## DIRECTIONS
Reproduce exactly the line that includes "of people, find" and all lines after it, ending with the last line of the data.

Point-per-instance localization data
=-=-=-=-=

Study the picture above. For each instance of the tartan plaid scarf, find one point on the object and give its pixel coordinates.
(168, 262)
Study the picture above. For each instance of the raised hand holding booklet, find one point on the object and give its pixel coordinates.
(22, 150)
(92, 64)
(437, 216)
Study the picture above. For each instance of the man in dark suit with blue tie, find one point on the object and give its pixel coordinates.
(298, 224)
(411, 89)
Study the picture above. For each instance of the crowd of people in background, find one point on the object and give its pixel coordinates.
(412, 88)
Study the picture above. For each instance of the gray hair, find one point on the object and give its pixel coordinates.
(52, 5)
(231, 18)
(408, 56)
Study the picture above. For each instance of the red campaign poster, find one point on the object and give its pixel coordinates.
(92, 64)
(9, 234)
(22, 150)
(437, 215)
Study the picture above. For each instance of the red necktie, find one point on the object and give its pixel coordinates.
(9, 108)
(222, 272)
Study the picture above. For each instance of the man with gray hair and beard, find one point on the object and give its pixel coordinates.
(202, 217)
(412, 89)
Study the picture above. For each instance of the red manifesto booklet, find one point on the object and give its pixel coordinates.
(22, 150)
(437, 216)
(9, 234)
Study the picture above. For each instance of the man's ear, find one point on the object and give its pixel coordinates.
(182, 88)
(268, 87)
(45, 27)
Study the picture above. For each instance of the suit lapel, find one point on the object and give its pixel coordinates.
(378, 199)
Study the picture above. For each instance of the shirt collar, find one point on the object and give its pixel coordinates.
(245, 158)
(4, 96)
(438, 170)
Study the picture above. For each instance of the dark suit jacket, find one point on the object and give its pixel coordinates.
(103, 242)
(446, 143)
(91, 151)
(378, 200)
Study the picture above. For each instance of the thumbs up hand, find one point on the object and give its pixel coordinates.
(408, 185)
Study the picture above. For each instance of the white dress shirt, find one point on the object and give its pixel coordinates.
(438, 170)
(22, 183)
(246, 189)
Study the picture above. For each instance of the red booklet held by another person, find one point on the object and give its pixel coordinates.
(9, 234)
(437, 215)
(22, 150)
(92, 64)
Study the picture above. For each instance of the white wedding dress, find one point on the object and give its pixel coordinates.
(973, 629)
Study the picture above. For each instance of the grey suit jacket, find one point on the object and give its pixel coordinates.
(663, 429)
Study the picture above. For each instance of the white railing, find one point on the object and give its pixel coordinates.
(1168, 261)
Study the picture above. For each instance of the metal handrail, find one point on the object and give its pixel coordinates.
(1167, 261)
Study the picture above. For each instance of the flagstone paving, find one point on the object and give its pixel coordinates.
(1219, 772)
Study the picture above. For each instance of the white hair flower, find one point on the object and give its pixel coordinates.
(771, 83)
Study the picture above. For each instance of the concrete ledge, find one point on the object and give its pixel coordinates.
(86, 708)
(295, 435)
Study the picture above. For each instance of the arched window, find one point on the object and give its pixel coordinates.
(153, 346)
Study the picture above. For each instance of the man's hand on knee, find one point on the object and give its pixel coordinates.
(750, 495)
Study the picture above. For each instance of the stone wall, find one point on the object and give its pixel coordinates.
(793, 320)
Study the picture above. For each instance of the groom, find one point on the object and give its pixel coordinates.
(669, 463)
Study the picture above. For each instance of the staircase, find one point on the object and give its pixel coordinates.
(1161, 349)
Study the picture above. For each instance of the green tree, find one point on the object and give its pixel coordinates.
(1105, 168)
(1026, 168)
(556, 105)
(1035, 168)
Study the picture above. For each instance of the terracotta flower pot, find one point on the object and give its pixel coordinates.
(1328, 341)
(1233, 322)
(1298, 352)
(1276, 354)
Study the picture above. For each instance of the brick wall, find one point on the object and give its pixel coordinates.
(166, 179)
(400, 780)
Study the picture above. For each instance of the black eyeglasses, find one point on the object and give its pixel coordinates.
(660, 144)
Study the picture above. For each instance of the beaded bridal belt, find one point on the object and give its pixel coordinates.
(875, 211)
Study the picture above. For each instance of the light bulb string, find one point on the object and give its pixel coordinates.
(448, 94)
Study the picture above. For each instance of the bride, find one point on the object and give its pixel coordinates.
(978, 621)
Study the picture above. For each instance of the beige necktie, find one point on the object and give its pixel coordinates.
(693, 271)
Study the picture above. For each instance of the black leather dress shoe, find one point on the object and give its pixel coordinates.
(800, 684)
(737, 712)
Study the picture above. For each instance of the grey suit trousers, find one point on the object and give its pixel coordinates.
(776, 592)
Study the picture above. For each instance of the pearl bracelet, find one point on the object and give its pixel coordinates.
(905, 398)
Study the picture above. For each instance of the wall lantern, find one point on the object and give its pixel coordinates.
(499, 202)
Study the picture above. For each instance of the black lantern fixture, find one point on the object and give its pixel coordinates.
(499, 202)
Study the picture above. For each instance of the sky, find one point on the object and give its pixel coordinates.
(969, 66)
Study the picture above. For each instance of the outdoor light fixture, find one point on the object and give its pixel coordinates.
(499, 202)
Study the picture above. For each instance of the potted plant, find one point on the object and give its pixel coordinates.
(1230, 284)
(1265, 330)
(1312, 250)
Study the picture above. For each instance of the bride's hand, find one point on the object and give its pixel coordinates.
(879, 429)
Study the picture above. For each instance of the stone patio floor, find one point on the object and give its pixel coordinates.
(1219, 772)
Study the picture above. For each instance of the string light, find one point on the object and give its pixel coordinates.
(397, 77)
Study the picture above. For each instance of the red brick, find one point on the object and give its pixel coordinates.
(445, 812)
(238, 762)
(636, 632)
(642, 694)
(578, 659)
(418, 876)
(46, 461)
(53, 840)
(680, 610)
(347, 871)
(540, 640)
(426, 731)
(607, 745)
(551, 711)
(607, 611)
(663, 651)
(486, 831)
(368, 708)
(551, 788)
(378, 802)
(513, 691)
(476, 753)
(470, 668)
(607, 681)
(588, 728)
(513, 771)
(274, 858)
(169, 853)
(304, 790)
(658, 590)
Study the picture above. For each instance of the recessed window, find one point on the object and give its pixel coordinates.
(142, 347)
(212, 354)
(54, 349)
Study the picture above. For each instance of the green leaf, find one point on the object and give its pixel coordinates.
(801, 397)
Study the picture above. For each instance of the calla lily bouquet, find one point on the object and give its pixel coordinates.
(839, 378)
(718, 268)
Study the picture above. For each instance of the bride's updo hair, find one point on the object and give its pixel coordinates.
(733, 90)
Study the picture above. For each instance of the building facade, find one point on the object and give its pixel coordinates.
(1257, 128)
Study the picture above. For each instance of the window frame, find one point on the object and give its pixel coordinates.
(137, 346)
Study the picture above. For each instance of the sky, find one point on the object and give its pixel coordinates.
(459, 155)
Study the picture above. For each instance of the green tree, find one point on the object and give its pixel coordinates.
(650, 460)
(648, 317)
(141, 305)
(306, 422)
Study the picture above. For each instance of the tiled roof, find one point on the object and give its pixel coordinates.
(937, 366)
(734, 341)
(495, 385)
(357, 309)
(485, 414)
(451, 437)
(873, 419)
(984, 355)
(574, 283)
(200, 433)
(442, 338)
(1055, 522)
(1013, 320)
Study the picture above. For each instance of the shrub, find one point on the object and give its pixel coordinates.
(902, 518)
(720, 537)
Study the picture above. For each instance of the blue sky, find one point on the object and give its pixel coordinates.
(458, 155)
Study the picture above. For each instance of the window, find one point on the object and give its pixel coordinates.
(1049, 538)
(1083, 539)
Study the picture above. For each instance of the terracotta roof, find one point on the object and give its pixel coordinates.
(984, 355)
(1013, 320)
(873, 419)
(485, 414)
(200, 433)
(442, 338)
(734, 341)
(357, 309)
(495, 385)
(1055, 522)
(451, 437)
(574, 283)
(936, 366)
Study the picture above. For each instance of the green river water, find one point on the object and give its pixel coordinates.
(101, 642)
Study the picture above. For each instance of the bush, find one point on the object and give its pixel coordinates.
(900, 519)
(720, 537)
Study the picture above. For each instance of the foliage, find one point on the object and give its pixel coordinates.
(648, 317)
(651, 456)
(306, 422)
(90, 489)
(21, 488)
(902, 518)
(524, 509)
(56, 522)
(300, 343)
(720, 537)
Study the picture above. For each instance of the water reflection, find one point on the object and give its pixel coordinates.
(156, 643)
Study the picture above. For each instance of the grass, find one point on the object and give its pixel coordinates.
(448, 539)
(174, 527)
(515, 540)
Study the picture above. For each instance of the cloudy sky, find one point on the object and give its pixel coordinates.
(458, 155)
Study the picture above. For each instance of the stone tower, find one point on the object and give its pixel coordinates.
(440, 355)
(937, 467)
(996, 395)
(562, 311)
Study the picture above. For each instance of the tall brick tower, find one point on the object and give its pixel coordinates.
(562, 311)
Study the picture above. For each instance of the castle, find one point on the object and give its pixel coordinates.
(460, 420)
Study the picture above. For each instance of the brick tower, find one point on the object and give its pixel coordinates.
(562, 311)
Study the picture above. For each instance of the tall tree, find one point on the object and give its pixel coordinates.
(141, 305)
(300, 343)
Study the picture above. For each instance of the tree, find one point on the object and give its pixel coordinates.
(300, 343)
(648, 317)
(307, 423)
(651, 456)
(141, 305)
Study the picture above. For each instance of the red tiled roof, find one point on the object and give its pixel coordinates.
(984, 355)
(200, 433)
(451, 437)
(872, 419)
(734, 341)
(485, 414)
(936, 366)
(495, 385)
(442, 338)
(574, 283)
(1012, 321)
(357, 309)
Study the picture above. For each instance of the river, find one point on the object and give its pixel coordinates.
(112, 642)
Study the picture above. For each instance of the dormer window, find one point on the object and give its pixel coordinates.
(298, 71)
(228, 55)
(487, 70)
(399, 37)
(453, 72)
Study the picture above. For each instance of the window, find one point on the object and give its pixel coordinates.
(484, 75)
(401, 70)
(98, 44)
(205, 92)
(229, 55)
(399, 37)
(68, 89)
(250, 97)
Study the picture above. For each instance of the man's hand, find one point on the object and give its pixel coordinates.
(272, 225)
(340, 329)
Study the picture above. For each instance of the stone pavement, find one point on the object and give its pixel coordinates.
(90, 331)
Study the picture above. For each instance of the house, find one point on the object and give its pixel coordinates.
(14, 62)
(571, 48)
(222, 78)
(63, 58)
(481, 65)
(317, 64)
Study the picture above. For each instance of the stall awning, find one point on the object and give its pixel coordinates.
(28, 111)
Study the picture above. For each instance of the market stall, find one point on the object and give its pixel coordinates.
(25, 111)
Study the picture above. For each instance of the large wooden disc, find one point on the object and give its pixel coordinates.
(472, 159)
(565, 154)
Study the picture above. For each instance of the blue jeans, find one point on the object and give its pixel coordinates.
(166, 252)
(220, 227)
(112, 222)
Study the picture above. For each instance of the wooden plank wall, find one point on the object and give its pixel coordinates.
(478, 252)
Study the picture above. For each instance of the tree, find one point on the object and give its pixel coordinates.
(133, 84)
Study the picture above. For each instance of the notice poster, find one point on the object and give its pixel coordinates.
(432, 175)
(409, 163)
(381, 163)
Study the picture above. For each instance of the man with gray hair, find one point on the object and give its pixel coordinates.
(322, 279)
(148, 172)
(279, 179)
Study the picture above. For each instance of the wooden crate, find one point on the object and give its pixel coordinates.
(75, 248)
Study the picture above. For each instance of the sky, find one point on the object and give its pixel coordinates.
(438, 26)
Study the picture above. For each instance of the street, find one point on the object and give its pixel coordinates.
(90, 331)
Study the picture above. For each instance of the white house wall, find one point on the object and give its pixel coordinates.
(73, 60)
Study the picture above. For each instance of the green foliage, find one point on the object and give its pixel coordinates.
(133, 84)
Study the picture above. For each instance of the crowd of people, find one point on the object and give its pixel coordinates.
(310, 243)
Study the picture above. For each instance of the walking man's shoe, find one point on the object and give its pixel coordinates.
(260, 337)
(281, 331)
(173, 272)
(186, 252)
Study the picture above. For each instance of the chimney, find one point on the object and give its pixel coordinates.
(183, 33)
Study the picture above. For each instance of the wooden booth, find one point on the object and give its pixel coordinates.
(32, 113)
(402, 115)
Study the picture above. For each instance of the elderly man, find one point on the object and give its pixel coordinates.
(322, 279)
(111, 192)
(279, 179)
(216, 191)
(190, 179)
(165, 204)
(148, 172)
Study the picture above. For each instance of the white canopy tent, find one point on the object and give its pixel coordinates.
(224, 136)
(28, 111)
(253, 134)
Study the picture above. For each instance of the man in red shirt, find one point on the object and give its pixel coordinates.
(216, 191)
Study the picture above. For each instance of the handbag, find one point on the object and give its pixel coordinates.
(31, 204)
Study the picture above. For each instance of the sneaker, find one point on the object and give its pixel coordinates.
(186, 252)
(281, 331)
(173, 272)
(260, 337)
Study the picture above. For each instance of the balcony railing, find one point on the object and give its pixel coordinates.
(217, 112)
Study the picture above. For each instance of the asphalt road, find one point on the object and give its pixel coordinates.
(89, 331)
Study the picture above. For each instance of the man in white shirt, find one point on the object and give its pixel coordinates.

=-=-=-=-=

## EXPECTED OUTPUT
Study the picture above. For each instance of the crowd of people, find one point on the object and give its pixel coordinates.
(310, 243)
Study the picture above. For each instance of the walking man's shoe, find one point on the object and give its pixel coordinates.
(260, 337)
(281, 331)
(173, 272)
(186, 252)
Study the picture above. For each instance of the chimney, find one point on the object and give its pixel coordinates.
(183, 33)
Study the picture above. For each instance of the wooden booth, find one point on the object and give its pixel coordinates.
(32, 113)
(402, 115)
Study the picture above. For each instance of the elderly man, find one point on the object and give its pixel coordinates.
(322, 279)
(111, 192)
(279, 179)
(216, 191)
(190, 179)
(165, 204)
(148, 172)
Study the picture above. For each instance of the white canopy tent, find one point on the object and give its pixel coordinates.
(224, 136)
(28, 111)
(253, 134)
Study the picture above. For each instance of the man in red shirt, find one point on the object and give its pixel coordinates.
(216, 191)
Study the picture above. For each instance of the handbag, find one point on the object and give its pixel coordinates.
(31, 204)
Study the picture above. For each instance of the sneaker, find one point on the object and give its pixel coordinates.
(186, 252)
(281, 331)
(173, 272)
(260, 337)
Study the picture above. For each instance of the balcony railing, find one point on the object and give its pixel coordinates.
(217, 112)
Study the picture above. For each instance of the asphalt road, find one point on the object and give its pixel coordinates.
(89, 331)
Study the picture above. For each instance of the man in white shirt, find one point on the object and give its pixel coordinates.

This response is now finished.